--- DATA RECORDS ---
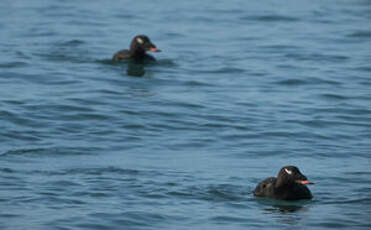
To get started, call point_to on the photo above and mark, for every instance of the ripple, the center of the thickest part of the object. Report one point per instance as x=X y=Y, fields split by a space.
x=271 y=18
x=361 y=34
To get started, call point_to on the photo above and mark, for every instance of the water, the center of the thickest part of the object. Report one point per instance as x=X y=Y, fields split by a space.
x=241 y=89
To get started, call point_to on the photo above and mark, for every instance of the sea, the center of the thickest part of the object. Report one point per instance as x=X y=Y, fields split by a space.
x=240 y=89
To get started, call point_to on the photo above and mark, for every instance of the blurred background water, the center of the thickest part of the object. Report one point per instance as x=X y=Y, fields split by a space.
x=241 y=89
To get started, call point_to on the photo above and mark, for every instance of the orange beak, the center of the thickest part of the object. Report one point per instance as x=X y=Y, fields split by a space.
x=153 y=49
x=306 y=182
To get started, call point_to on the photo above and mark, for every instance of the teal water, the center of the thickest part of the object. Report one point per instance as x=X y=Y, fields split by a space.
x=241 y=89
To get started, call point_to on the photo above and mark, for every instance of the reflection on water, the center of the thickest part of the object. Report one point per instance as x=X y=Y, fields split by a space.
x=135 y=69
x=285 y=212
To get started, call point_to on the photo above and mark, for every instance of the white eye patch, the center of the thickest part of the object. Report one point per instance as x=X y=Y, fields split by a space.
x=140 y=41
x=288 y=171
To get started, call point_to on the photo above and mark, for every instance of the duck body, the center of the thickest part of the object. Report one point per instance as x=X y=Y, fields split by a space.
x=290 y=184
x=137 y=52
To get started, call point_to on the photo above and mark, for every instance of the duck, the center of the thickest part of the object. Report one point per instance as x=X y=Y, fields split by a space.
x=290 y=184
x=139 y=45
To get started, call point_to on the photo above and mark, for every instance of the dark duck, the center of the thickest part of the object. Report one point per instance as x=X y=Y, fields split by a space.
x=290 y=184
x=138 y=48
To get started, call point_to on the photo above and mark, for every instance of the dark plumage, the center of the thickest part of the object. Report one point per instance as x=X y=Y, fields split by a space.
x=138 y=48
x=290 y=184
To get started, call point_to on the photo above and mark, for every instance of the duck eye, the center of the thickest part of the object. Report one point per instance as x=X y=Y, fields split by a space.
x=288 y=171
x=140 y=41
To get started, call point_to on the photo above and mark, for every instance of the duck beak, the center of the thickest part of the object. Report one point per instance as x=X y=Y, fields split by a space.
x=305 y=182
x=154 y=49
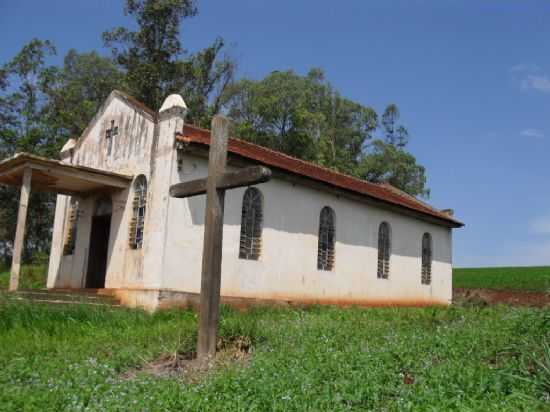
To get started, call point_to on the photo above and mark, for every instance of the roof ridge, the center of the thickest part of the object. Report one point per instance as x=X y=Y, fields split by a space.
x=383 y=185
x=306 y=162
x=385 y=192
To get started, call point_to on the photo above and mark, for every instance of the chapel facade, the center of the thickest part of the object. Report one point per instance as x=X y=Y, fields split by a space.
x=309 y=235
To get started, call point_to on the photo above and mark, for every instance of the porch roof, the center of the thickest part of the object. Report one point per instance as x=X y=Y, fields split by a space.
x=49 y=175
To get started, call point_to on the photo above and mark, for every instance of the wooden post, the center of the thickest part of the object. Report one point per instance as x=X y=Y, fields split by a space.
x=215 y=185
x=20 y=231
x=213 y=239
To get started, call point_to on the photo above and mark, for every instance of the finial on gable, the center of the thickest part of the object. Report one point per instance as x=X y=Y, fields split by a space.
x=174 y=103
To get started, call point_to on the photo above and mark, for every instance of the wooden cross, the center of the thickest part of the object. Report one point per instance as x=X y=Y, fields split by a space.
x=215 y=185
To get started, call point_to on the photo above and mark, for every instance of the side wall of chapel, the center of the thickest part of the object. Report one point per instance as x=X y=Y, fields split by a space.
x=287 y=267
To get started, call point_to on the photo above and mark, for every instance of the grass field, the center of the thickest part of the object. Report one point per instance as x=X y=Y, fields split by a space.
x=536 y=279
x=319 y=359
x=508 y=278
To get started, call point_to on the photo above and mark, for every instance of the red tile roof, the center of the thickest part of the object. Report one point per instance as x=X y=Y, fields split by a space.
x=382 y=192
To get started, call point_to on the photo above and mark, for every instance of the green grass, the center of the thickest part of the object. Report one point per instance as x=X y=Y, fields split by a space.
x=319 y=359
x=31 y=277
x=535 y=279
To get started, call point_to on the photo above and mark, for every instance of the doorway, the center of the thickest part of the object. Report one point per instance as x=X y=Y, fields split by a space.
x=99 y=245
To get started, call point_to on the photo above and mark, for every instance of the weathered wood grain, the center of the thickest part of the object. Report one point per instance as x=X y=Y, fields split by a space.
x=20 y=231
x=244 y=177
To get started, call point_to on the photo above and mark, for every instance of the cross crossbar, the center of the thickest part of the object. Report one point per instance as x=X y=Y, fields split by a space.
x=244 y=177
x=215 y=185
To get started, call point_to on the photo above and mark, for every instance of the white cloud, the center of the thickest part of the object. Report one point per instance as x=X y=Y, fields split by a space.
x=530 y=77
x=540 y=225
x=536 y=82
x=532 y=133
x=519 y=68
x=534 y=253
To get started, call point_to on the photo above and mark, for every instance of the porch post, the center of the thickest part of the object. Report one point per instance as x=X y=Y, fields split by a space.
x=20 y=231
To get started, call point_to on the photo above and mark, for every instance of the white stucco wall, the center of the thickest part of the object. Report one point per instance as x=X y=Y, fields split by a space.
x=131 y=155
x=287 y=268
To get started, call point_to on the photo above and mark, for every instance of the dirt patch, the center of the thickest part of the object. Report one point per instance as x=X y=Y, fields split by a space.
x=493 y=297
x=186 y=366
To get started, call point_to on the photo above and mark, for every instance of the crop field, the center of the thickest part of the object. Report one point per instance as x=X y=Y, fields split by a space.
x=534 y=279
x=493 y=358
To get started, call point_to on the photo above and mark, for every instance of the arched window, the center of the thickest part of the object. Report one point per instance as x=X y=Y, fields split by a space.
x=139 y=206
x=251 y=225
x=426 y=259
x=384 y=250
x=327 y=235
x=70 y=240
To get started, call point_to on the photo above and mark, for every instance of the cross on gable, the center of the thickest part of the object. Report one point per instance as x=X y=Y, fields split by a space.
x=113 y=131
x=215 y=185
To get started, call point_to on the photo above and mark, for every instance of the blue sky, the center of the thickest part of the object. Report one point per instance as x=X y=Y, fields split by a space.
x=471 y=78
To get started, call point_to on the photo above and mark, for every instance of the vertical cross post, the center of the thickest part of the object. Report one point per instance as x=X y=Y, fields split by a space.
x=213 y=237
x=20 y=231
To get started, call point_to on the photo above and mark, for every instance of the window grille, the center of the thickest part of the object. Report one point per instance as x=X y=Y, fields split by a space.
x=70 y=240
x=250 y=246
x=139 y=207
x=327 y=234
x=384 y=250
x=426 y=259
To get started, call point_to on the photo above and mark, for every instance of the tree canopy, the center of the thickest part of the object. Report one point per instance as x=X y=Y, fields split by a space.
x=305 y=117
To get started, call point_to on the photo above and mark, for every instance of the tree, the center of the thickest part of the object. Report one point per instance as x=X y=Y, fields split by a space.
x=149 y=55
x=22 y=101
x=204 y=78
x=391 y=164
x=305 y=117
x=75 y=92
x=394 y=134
---
Leaving the pictures out, write out every entry exactly.

To get started, call point_to on the photo above and mark, for every instance of the ripple, the center of the thickest part of the object. Report one point per instance as x=X y=Y, fields split by a space.
x=271 y=18
x=361 y=34
To get started, call point_to on the photo above and mark, for every instance of the water, the center of the thickest part of the object. Report one point per instance as x=X y=Y, fields split by a space.
x=241 y=89
To get started, call point_to on the photo above and mark, for every instance of the sea, the center of the thickest part of the object. Report one point per instance as x=X y=Y, fields split by a space.
x=240 y=89
To get started, call point_to on the photo above and mark, for every instance of the blurred background water, the center of the thickest part of the object. Report one point per instance as x=X y=Y, fields split by a space.
x=241 y=89
To get started, call point_to on the photo above and mark, for every instance of the orange beak, the center of the thickest part of the object. Report one point per instance as x=X y=Y, fields split by a space.
x=153 y=49
x=306 y=182
To get started, call point_to on the photo above and mark, for every instance of the teal water, the center of the thickest part of the object. Report one point per instance as x=X y=Y, fields split by a space.
x=241 y=89
To get started, call point_to on the photo above and mark, for every instance of the reflection on water, the center of the thickest part of the object. Report one point per instance as x=X y=Y, fields split by a space.
x=135 y=69
x=285 y=212
To get started, call point_to on the photo above and mark, for every instance of the white eye patch, the center of the thickest part of the object. Report one point per instance as x=X y=Y, fields split by a space.
x=140 y=41
x=288 y=171
To get started, call point_to on the photo above and mark, for every instance of the duck body, the center of the thickest part of the object. Report one point per instance as x=X y=Y, fields split by a space.
x=290 y=184
x=137 y=52
To get started, call point_to on the photo above and mark, for every instance of the duck, the center of the thickest part of the object. Report one point per instance as x=X y=Y, fields split by a space.
x=290 y=184
x=139 y=45
To get started, call point_to on the photo above and mark, for every instance of the dark duck, the center of the thickest part of the object. Report one point per instance as x=X y=Y, fields split by a space.
x=290 y=184
x=138 y=48
To get started, call point_to on the photo above and mark, for every instance of the dark plumage, the center of the thickest part of the object. Report one point per instance as x=X y=Y, fields split by a space.
x=138 y=48
x=290 y=184
To get started, call point_to on the photo above and mark, for every instance of the duck eye, the center of the thickest part of the object. Report one point per instance as x=X y=Y, fields split by a space.
x=288 y=171
x=140 y=41
To get started, call point_to on the photo above and mark, for every instance of the duck beak, the center of the thickest part of the object. Report one point per instance as x=X y=Y, fields split by a space.
x=305 y=182
x=154 y=49
To get started, call point_to on the photo above and mark, for every instance of the roof ridge, the center of the thickest part of the object. Report one point per instance as x=X y=Y, fields split by a space.
x=383 y=185
x=306 y=162
x=385 y=192
To get started, call point_to on the photo above and mark, for every instance of the chapel facade, the center of the thickest part of the object. Report one point per instance as x=X y=Y, fields split by a space.
x=309 y=235
To get started, call point_to on the photo above and mark, for every instance of the porch roof, the center of the thickest part of the object. Report one point per instance as x=X y=Y, fields split by a space.
x=49 y=175
To get started, call point_to on the photo above and mark, for every instance of the wooden post, the center of the thickest part of the object. Report one point per instance as x=X y=Y, fields split by a space.
x=215 y=185
x=20 y=231
x=213 y=239
To get started, call point_to on the photo above and mark, for every instance of the finial on gable, the center of the thickest part of the object. Report one point per instance as x=X y=Y, fields split by a space.
x=174 y=103
To get started, call point_to on the photo above and mark, for every instance of the wooden cross, the center of the thickest part of the object. Report one point per instance as x=X y=Y, fields split by a space.
x=215 y=185
To get started, call point_to on the photo above and mark, for every instance of the side wall of chapel, the center of the thickest part of the object. Report one point per instance as x=X y=Y, fields split by a space.
x=287 y=267
To get started, call point_to on the photo above and mark, for every instance of the grass field, the center of the thickest part of the object. Report one point per instance as x=X y=Y, fields split by a space.
x=536 y=279
x=319 y=359
x=508 y=278
To get started, call point_to on the photo above and mark, for every instance of the red tile roof, the center of the thickest part of the object. Report one point per instance as x=X y=Y, fields split by a space.
x=382 y=192
To get started, call point_to on the photo above and mark, for every instance of the green grass, the center of the thickest part of the object. Report one point per instance as x=X y=Y, fields split by a space.
x=319 y=359
x=31 y=277
x=535 y=279
To get started, call point_to on the photo above and mark, for every instance of the doorway, the center of the thickest part of the object. Report one point per instance as x=X y=Y, fields split by a space.
x=99 y=245
To get started, call point_to on the photo above and mark, for every instance of the weathered wood grain, the center of the thickest part of the object. Report one point per instance as x=X y=Y, fields split by a space.
x=20 y=231
x=244 y=177
To get started, call point_to on the photo above and mark, for every instance of the cross crossbar, the center of the thickest part of the object. Report one point per instance as x=X y=Y, fields split by a space.
x=244 y=177
x=215 y=185
To get started, call point_to on the photo above and mark, for every instance of the white cloud, the center of the thickest part of the object. Report one point per instance as x=X y=Y, fields split by a space.
x=530 y=77
x=540 y=225
x=536 y=82
x=532 y=133
x=519 y=68
x=534 y=253
To get started, call point_to on the photo above and mark, for every instance of the porch post, the center of the thickest part of the object. Report one point per instance as x=X y=Y, fields split by a space.
x=20 y=231
To get started, call point_to on the photo above and mark, for every instance of the white stucco wall, the center of the thickest part of the object. Report one point per instance as x=X y=Y, fields split by a space.
x=131 y=155
x=287 y=268
To get started, call point_to on the photo above and mark, for every instance of the dirt patch, the center of the thickest part of the object. Report one point per instance as x=X y=Y, fields split by a space.
x=493 y=297
x=186 y=366
To get started, call point_to on the photo above and mark, for every instance of the crop field, the center of the thickest part of the object. Report one point per instance as x=X y=Y, fields split by a space.
x=534 y=279
x=493 y=358
To get started, call point_to on the photo above and mark, for every instance of the arched window, the center of the thickest part of the object. Report one point per instance as x=X y=Y, fields split by a space.
x=139 y=206
x=251 y=225
x=426 y=259
x=384 y=250
x=327 y=235
x=70 y=240
To get started, call point_to on the photo above and mark, for every instance of the cross on gable, the center of the thickest part of the object. Report one point per instance as x=X y=Y, fields split by a space.
x=113 y=131
x=215 y=185
To get started, call point_to on the photo above and mark, for every instance of the blue sky, the center of the thickest part of the object. Report one point per instance as x=X y=Y, fields split by a space.
x=471 y=78
To get started, call point_to on the photo above and mark, for every instance of the vertical cross post, the center of the thickest part of the object. Report one point per instance as x=X y=Y, fields split by a space.
x=213 y=237
x=20 y=231
To get started, call point_to on the photo above and mark, for every instance of the window grille, the center of the thickest part of the object. Report one point per instance as x=X y=Y, fields split by a space.
x=70 y=240
x=250 y=246
x=139 y=207
x=327 y=234
x=384 y=250
x=426 y=259
To get started, call point_to on the photo above and mark, for every instance of the tree canopy, the center of the thickest part of the object. Report one point per instance as x=X y=Y, fields split by a space.
x=305 y=117
To get started, call point_to on the photo above and mark, for every instance of the tree, the center of the thickest part of the object. Report one point per instance as x=X y=Y, fields split by a space.
x=149 y=55
x=22 y=101
x=204 y=78
x=391 y=164
x=305 y=117
x=75 y=92
x=394 y=134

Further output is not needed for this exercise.